Raw records
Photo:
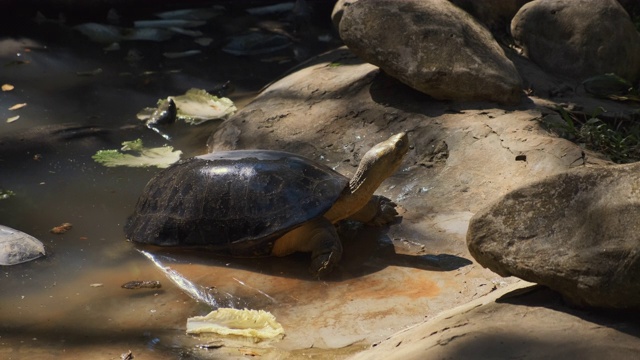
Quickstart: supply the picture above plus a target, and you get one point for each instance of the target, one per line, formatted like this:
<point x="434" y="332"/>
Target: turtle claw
<point x="322" y="265"/>
<point x="387" y="212"/>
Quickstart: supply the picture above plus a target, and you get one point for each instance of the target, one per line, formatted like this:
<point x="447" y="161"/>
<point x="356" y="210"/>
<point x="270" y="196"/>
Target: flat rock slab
<point x="515" y="322"/>
<point x="577" y="233"/>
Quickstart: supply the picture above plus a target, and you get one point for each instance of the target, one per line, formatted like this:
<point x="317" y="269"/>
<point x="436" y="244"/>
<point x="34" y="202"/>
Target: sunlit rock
<point x="577" y="233"/>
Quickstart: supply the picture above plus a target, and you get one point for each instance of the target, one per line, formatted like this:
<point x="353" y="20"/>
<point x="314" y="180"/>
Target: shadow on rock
<point x="541" y="296"/>
<point x="366" y="253"/>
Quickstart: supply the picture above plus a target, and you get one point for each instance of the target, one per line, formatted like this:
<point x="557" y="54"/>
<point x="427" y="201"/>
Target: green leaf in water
<point x="139" y="156"/>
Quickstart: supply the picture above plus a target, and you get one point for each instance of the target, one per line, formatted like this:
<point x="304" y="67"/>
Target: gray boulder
<point x="17" y="247"/>
<point x="494" y="14"/>
<point x="579" y="38"/>
<point x="577" y="233"/>
<point x="432" y="46"/>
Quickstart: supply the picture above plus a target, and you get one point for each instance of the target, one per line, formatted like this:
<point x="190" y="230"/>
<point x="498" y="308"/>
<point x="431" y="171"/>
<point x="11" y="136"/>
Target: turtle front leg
<point x="319" y="237"/>
<point x="379" y="211"/>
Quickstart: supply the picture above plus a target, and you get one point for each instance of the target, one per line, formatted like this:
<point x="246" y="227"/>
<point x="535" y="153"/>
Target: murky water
<point x="70" y="304"/>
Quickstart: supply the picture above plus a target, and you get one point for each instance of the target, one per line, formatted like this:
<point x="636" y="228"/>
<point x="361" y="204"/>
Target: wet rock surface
<point x="434" y="47"/>
<point x="575" y="232"/>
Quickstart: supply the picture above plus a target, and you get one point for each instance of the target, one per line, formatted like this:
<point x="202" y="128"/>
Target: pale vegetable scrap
<point x="256" y="324"/>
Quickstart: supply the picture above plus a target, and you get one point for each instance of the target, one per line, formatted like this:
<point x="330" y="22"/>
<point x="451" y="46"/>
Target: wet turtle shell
<point x="238" y="202"/>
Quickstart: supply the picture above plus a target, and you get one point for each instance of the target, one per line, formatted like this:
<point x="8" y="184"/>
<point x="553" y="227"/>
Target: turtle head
<point x="379" y="163"/>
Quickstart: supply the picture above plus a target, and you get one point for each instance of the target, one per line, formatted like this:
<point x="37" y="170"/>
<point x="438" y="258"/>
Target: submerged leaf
<point x="256" y="324"/>
<point x="196" y="106"/>
<point x="161" y="157"/>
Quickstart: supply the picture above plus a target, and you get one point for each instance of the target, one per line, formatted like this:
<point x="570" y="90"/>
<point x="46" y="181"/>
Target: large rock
<point x="494" y="14"/>
<point x="579" y="38"/>
<point x="432" y="46"/>
<point x="577" y="233"/>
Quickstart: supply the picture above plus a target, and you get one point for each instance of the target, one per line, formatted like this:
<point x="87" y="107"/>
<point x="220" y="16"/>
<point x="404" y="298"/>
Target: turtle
<point x="252" y="203"/>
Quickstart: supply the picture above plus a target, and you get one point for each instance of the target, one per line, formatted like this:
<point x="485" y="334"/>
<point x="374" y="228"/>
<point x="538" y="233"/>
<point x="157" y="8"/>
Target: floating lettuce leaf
<point x="256" y="324"/>
<point x="196" y="106"/>
<point x="139" y="156"/>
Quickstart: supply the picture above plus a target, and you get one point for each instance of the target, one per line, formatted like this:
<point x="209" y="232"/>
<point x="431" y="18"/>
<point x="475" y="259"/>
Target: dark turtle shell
<point x="238" y="202"/>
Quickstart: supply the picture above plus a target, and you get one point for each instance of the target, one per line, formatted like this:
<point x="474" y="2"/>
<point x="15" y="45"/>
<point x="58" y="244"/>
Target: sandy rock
<point x="432" y="46"/>
<point x="577" y="233"/>
<point x="579" y="38"/>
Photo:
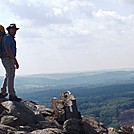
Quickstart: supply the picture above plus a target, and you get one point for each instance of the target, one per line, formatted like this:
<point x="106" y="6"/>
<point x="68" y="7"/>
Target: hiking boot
<point x="14" y="98"/>
<point x="3" y="95"/>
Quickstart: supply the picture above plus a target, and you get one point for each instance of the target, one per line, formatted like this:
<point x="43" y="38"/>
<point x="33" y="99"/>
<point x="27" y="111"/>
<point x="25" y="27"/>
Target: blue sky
<point x="58" y="36"/>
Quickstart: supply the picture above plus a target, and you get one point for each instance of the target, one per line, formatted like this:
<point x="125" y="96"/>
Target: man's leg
<point x="4" y="86"/>
<point x="10" y="74"/>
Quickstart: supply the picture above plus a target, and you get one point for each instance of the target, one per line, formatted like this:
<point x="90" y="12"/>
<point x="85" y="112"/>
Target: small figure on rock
<point x="9" y="62"/>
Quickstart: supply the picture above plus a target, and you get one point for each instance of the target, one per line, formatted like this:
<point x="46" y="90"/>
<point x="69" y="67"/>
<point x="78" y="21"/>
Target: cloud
<point x="127" y="1"/>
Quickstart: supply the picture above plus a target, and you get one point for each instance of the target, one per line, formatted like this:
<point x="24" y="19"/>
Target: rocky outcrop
<point x="63" y="117"/>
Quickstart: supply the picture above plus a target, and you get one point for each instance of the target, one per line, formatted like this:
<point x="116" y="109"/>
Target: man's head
<point x="12" y="29"/>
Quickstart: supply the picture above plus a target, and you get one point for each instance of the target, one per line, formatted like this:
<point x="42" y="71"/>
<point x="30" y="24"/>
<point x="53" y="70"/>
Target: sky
<point x="61" y="36"/>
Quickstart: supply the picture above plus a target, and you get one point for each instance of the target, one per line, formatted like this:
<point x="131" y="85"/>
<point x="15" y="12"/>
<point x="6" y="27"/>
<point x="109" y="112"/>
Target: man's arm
<point x="10" y="54"/>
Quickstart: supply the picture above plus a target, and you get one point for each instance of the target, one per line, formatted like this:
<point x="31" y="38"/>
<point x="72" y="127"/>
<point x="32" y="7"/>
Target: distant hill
<point x="105" y="95"/>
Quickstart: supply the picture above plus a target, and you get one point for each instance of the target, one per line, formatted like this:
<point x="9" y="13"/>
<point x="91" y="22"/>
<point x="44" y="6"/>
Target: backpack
<point x="2" y="33"/>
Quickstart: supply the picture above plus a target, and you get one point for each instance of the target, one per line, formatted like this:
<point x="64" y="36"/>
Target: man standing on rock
<point x="9" y="62"/>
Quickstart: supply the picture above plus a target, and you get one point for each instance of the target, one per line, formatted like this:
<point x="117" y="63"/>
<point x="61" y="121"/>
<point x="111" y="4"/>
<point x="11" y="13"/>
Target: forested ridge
<point x="107" y="96"/>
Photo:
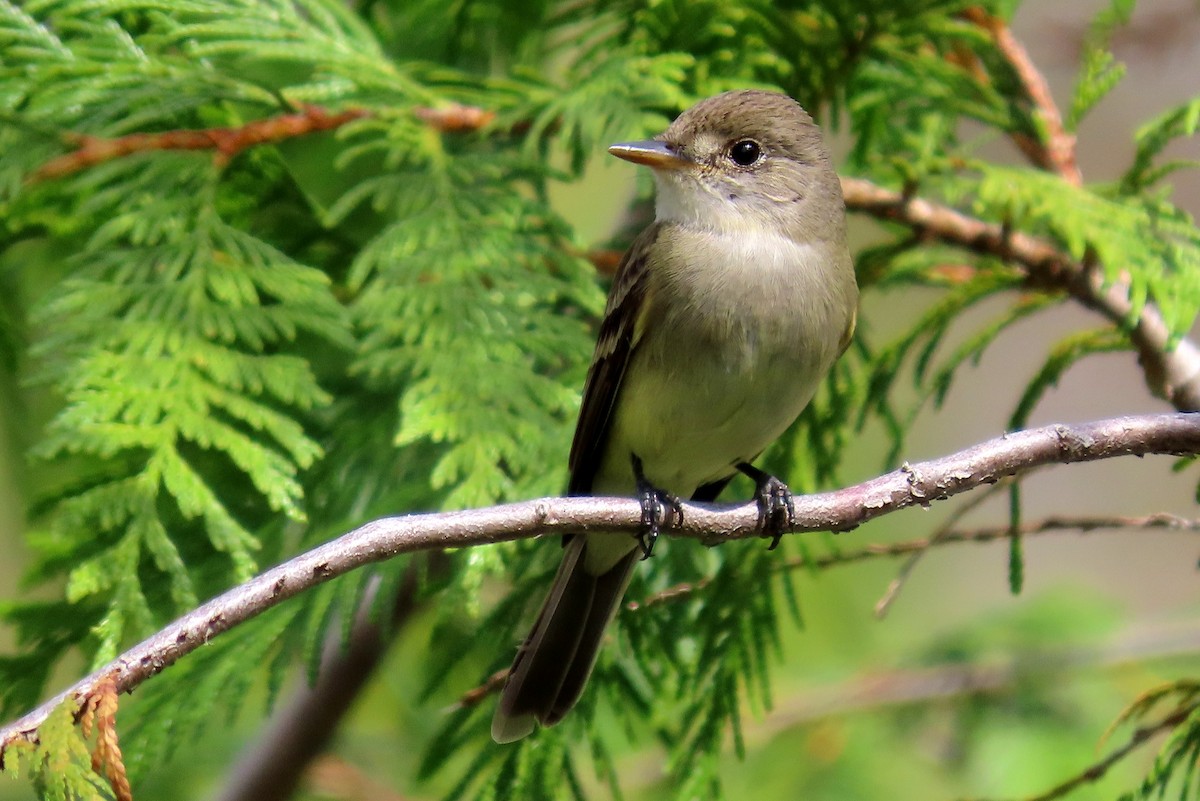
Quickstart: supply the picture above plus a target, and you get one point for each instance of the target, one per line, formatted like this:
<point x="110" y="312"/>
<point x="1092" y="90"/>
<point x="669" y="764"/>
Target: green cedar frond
<point x="1099" y="74"/>
<point x="1149" y="241"/>
<point x="1062" y="356"/>
<point x="1176" y="765"/>
<point x="59" y="765"/>
<point x="451" y="300"/>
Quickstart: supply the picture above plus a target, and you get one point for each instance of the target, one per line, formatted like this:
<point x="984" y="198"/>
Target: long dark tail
<point x="553" y="663"/>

# [Stated exercise]
Gather every line in the items above that contains the string "head". Copy each such line in full.

# [Written response]
Target: turtle head
Target: man's head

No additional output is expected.